| TAREA ESCRITA A |
Según el fragmento sobre la guerra en el norte de África, ¿cuántos días duró la cabalgada encabezada por Lorenzo de Padilla?
++++ FRAGMENTO CITADO ++++
El anónimo autor del informe sobre la manera de hacer la guerra en el norte de África a caballo de los siglos XV y XVI, rescatado por el bibliófilo Marcos Jiménez de la Espada, quien lo tituló con escasa inspiración «La guerra del moro a fines del siglo XV», reconocía, en concreto, que esas incursiones norteafricanas no dejaban de ser preventivas, pues los habitantes de la zona «cuando los guerrean, dejan de guerrear y ponen su cuidado en guardarse, y aun esto no saben bien hacer, guardarse, que todavía los toman como á ganados». Describe en su breve escrito nada menos que nueve entradas en Berbería, algunas protagonizadas por los castellanos, dirigidos por Pedro de Vargas, Pedro de Vera o Lorenzo de Padilla, entre otros, o bien por los portugueses, como la liderada por don Diego de Almeida, prior de Crato, en la que se obtuvieron cuatrocientos prisioneros y mucho ganado, amén de degollar a cerca de un millar de personas. La cabalgada encabezada por el jerezano Lorenzo de Padilla, compuesta por cincuenta caballeros y seiscientos peones, duró once días y se atacó La Mámora, con un resultado de varios cientos de prisioneros y dejando tras de sí numerosos muertos. El anónimo autor fue testigo de vista de todas ellas, pero «sin otras muchas cabalgadas que se han hecho sin yo ser en ellas», dejando entrever «que se puede hacer muy fácilmente la guerra en aliende» por depender, de forma básica, de la iniciativa privada y el ansia de obtener un botín (Jiménez de la Espada, 1894: 171-181).
++++ DATOS DE LA TAREA ++++
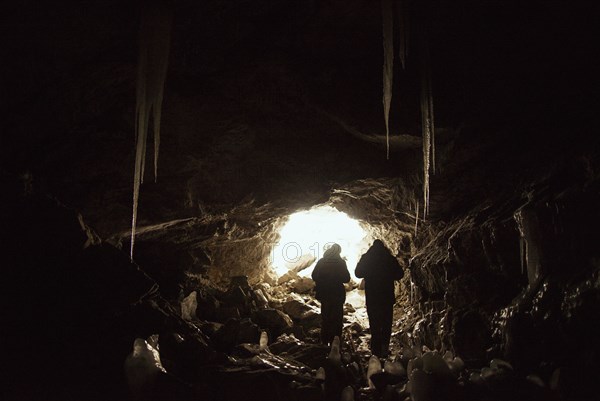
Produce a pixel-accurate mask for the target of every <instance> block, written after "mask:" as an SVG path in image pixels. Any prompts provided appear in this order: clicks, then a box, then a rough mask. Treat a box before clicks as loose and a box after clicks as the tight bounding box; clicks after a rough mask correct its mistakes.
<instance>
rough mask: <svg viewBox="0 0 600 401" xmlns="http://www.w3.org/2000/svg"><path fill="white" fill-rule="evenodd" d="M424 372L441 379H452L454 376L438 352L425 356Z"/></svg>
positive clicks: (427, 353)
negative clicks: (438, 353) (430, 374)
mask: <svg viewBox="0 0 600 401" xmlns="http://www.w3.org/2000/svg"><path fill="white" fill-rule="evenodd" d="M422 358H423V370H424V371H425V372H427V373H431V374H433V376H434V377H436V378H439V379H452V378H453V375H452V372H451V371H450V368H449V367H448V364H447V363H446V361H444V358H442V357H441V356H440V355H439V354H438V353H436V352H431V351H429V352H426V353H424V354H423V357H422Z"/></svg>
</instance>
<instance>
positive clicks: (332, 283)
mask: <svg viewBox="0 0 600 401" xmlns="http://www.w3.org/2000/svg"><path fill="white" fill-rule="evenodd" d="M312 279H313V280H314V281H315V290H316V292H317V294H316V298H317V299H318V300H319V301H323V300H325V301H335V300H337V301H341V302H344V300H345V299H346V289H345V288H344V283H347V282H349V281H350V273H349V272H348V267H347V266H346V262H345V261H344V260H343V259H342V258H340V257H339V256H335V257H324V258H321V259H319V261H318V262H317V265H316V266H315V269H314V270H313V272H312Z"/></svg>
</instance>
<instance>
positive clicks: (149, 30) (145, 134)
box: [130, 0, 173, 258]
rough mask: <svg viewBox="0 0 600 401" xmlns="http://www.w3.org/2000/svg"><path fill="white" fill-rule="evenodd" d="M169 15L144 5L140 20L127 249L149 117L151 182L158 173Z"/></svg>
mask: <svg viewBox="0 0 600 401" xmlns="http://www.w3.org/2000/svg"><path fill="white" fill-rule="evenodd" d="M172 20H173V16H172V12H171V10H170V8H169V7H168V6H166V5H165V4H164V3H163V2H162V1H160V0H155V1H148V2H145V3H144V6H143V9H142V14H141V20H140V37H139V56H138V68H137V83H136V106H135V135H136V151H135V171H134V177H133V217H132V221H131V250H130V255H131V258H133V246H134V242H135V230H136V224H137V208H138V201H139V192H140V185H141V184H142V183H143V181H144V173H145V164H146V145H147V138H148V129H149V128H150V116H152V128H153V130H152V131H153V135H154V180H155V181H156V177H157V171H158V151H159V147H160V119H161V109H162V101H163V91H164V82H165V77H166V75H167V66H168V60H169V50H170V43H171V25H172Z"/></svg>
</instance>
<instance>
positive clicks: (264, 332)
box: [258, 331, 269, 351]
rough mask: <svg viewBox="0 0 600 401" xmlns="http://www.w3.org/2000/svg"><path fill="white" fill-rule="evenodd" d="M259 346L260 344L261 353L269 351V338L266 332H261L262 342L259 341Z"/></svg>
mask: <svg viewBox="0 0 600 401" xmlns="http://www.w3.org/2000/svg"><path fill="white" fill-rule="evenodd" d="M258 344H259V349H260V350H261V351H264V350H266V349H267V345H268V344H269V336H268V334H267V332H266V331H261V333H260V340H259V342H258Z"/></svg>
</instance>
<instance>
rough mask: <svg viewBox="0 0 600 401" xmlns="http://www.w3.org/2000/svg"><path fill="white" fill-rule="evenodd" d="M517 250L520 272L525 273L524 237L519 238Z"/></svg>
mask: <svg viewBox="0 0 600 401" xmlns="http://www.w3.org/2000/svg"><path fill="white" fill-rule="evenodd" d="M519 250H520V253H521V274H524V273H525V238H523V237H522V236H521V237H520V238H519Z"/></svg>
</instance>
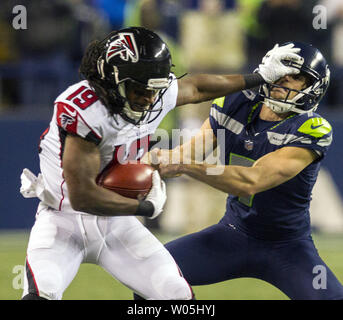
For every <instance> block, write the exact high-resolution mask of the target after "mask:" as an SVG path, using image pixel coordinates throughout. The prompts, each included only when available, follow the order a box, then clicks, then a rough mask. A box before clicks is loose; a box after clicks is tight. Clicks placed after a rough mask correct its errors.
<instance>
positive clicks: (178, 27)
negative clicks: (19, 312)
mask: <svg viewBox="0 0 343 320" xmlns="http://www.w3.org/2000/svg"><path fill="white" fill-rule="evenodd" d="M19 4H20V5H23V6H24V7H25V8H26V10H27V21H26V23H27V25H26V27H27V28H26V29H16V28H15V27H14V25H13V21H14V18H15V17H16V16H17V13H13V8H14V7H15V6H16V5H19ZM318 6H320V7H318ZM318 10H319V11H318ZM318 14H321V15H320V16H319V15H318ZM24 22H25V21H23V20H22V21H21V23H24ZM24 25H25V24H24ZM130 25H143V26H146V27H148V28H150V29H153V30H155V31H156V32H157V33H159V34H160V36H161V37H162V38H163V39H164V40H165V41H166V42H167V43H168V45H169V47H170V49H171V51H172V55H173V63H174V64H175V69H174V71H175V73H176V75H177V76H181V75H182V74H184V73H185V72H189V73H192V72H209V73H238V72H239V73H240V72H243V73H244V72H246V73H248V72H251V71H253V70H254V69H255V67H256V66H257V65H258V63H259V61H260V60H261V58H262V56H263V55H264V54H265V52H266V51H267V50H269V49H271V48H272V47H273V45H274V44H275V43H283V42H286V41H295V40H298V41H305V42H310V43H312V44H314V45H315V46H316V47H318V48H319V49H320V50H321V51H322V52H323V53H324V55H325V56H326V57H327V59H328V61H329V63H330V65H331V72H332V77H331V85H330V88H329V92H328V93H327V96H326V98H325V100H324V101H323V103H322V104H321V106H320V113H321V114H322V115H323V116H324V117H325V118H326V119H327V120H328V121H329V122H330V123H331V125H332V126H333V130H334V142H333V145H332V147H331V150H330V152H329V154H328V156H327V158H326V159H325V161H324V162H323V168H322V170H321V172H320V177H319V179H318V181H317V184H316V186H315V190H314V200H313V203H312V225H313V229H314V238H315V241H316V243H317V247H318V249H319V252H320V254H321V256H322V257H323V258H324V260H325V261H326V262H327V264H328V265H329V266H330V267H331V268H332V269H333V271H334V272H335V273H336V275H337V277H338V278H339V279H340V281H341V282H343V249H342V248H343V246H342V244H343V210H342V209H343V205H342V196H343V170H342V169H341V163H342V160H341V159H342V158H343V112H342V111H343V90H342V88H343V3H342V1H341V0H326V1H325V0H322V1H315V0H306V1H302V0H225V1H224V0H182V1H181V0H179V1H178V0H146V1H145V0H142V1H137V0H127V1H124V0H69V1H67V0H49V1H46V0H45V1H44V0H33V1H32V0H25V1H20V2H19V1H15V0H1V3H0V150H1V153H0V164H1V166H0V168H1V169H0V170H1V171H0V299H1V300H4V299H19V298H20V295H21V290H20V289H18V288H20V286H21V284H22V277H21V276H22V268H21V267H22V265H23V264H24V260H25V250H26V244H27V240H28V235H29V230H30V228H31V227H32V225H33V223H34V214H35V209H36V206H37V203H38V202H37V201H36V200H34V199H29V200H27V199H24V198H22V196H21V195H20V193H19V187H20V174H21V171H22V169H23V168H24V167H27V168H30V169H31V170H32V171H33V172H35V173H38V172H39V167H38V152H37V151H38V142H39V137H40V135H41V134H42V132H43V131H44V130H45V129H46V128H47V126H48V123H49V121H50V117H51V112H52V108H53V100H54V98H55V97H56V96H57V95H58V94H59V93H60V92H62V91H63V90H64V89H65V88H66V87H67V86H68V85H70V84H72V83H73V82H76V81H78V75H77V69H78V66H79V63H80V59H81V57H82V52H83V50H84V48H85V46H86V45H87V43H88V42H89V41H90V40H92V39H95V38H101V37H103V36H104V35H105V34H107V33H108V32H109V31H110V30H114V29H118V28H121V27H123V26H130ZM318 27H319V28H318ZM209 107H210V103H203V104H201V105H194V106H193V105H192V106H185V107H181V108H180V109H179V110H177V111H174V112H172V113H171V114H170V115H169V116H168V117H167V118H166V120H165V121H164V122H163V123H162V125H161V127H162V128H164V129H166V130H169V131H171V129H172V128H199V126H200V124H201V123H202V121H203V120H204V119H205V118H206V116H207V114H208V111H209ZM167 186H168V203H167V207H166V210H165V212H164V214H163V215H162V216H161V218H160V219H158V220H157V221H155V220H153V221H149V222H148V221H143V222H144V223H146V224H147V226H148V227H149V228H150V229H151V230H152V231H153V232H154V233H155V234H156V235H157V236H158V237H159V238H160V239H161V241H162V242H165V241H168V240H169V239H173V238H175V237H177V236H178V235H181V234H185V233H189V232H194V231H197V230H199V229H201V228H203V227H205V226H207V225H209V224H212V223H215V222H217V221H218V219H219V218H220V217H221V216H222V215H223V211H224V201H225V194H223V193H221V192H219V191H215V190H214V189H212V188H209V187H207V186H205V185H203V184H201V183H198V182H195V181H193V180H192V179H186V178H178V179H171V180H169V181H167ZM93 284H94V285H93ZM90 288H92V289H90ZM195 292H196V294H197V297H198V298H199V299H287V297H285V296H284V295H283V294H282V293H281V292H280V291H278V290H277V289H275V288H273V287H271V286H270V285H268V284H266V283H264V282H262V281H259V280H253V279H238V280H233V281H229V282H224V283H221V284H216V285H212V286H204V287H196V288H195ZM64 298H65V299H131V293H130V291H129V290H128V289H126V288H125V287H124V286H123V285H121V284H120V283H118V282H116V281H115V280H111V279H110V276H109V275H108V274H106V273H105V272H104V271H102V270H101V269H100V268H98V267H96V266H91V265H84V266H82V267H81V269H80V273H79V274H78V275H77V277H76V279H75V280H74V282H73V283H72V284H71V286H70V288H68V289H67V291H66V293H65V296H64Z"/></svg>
++++
| TAREA ESCRITA B |
Renombra "positive clicks" como "positive points" en el tramo del listado que se abre con la línea que contiene "negative clicks: (438, 353) (430, 374)" y se cierra con la que contiene "box: [258, 331, 269, 351]". Devuelve solo ese tramo, con todo lo demás intacto.

| RESPUESTA A |
Duró once días.

| RESPUESTA B |
negative clicks: (438, 353) (430, 374)
mask: <svg viewBox="0 0 600 401" xmlns="http://www.w3.org/2000/svg"><path fill="white" fill-rule="evenodd" d="M422 358H423V370H424V371H425V372H427V373H431V374H433V376H434V377H436V378H439V379H452V378H453V375H452V372H451V371H450V368H449V367H448V364H447V363H446V361H444V358H442V357H441V356H440V355H439V354H438V353H436V352H431V351H429V352H426V353H424V354H423V357H422Z"/></svg>
</instance>
<instance>
positive points: (332, 283)
mask: <svg viewBox="0 0 600 401" xmlns="http://www.w3.org/2000/svg"><path fill="white" fill-rule="evenodd" d="M312 279H313V280H314V281H315V290H316V292H317V294H316V298H317V299H318V300H319V301H323V300H325V301H335V300H337V301H341V302H344V300H345V299H346V289H345V288H344V283H347V282H349V281H350V273H349V272H348V267H347V266H346V262H345V261H344V260H343V259H342V258H340V257H339V256H335V257H324V258H321V259H319V261H318V262H317V265H316V266H315V269H314V270H313V272H312Z"/></svg>
</instance>
<instance>
positive points: (149, 30) (145, 134)
box: [130, 0, 173, 258]
rough mask: <svg viewBox="0 0 600 401" xmlns="http://www.w3.org/2000/svg"><path fill="white" fill-rule="evenodd" d="M169 15L144 5L140 20L127 249L149 117L151 182L158 173Z"/></svg>
mask: <svg viewBox="0 0 600 401" xmlns="http://www.w3.org/2000/svg"><path fill="white" fill-rule="evenodd" d="M172 20H173V16H172V12H171V10H170V8H169V7H168V6H166V5H165V4H164V3H163V2H162V1H160V0H155V1H148V2H145V3H144V6H143V9H142V14H141V20H140V37H139V56H138V68H137V83H136V106H135V135H136V151H135V171H134V177H133V217H132V221H131V250H130V255H131V258H133V246H134V242H135V230H136V224H137V208H138V201H139V192H140V185H141V184H142V183H143V181H144V173H145V164H146V145H147V138H148V129H149V128H150V116H152V128H153V130H152V131H153V135H154V180H155V181H156V177H157V171H158V151H159V147H160V119H161V109H162V101H163V91H164V82H165V77H166V75H167V66H168V60H169V50H170V43H171V25H172Z"/></svg>
</instance>
<instance>
positive points: (264, 332)
box: [258, 331, 269, 351]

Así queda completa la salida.